# Directions
Copy the part of the data that runs from the line containing "Spot the glass" through the end of the data, including both ends and the request lines. Multiply every coordinate in the answers by 2.2 and round to the nearest whole number, with halves rounded up.

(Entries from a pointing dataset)
====
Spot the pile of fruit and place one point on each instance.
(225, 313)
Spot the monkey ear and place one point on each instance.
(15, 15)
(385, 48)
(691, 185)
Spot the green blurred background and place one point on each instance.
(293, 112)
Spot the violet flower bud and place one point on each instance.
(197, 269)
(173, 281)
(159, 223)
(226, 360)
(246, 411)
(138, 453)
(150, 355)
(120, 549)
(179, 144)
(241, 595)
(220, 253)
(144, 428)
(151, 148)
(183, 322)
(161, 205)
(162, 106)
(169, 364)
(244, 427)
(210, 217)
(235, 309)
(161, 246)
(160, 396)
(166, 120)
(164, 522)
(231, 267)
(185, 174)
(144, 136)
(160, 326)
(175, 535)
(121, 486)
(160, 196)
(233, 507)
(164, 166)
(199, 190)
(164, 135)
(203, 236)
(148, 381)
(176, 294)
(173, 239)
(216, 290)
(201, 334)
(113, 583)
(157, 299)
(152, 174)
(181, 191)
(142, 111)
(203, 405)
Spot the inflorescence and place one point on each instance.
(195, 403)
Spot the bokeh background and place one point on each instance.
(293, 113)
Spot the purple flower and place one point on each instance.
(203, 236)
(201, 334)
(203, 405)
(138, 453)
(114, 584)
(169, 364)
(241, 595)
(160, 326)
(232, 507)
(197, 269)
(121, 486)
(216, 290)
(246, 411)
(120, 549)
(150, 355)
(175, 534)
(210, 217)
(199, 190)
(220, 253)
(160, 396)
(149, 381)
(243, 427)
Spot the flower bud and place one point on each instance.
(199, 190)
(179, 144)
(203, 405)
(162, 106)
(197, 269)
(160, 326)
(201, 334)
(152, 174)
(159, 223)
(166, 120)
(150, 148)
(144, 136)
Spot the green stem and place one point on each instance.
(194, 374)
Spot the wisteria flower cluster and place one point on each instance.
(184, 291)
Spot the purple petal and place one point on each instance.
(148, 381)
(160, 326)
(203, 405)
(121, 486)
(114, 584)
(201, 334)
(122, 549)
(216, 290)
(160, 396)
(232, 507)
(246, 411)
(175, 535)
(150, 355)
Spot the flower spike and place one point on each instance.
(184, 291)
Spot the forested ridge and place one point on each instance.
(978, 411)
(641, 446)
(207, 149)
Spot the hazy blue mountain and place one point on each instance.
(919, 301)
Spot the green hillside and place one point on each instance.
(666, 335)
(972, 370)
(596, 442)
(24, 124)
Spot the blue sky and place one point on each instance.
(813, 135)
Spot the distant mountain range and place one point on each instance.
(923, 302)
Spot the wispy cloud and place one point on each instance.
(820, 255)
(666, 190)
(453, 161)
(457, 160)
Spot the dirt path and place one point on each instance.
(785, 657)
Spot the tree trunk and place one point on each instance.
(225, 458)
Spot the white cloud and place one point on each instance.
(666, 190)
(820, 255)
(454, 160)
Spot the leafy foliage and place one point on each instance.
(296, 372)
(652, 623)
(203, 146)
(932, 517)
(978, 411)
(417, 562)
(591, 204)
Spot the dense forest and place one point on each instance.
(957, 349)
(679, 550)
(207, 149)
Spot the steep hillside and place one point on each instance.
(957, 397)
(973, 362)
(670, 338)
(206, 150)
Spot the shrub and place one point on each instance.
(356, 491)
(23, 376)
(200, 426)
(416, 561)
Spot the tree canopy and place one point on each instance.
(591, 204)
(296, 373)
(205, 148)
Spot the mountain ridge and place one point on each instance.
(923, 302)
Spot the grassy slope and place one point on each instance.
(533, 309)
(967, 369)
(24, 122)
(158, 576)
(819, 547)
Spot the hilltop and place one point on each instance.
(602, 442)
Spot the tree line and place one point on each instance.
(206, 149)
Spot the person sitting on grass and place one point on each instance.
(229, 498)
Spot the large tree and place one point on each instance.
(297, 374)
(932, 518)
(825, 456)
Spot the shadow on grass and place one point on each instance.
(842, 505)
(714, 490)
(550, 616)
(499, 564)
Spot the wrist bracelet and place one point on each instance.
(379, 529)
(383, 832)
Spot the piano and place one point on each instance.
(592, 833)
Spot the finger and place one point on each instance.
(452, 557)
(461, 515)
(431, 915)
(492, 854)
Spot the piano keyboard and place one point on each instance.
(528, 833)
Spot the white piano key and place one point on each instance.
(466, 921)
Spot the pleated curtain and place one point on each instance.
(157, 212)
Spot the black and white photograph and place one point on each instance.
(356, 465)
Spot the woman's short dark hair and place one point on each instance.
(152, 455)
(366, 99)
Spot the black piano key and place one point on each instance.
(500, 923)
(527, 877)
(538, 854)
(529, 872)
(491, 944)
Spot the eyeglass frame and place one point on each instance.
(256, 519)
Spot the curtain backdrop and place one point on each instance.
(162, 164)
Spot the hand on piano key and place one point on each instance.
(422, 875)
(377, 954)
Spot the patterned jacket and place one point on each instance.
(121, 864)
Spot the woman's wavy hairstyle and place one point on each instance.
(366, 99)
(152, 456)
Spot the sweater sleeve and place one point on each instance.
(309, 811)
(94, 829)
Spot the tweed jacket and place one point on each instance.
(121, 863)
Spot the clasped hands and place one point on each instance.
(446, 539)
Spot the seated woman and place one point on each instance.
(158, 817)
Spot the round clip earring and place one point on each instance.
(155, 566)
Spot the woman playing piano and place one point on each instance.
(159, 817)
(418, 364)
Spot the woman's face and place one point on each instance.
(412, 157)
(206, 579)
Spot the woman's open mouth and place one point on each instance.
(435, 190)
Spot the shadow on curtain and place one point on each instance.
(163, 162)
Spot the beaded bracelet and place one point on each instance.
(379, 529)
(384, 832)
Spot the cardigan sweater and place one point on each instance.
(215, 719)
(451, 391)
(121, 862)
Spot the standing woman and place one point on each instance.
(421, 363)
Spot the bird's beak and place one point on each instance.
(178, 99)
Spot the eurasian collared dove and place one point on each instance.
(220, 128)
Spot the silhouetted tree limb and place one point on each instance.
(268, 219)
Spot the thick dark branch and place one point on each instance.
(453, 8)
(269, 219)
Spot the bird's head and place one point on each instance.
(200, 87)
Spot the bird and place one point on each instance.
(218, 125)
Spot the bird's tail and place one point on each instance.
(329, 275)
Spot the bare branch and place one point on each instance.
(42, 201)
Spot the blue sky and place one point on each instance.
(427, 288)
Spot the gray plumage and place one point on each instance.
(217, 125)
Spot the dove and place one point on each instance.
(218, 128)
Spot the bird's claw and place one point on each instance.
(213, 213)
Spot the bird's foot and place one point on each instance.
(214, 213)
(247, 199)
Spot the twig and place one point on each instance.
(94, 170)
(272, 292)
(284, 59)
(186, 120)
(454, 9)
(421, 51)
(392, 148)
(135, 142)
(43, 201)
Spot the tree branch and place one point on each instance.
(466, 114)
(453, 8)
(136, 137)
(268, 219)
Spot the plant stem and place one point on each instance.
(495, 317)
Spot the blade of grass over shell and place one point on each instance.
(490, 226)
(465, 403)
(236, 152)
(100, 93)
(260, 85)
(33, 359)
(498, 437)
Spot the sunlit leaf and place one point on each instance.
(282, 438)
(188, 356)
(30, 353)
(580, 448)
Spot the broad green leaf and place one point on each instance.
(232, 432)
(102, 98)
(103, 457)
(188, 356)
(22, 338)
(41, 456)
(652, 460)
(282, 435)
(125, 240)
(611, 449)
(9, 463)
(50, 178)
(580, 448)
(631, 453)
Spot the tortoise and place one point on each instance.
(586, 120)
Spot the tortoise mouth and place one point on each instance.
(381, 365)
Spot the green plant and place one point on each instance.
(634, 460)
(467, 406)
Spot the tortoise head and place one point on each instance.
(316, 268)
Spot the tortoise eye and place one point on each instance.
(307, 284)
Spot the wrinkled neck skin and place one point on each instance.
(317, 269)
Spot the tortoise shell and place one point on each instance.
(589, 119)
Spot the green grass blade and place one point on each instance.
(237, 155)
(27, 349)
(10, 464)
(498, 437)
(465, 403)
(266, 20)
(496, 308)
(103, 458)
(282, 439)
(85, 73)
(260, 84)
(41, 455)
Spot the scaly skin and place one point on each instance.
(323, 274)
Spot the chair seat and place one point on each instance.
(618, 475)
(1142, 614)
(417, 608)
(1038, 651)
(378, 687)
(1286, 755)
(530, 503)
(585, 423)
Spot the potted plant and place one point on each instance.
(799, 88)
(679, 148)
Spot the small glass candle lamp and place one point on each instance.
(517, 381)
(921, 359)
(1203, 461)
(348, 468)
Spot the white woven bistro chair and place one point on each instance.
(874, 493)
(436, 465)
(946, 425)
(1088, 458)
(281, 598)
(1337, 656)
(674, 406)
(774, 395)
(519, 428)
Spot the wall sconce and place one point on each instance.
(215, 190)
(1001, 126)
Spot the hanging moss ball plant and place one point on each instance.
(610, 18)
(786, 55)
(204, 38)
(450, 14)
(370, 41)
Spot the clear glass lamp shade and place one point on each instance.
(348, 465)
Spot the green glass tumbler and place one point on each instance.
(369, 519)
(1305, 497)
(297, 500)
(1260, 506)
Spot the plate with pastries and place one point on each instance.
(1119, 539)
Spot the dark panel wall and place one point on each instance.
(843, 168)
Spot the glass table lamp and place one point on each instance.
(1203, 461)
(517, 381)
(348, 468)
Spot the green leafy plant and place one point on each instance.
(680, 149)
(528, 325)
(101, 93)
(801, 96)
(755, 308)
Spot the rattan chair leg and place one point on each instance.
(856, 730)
====
# Answer to the problem
Spot the glass table lamp and place one point on each instance.
(2647, 1014)
(1137, 838)
(766, 1030)
Spot the green leafy plant and place one point on each instance.
(1496, 328)
(1162, 715)
(222, 205)
(1762, 211)
(1661, 678)
Spot the rattan chair leg and place one point on each instance.
(1883, 1606)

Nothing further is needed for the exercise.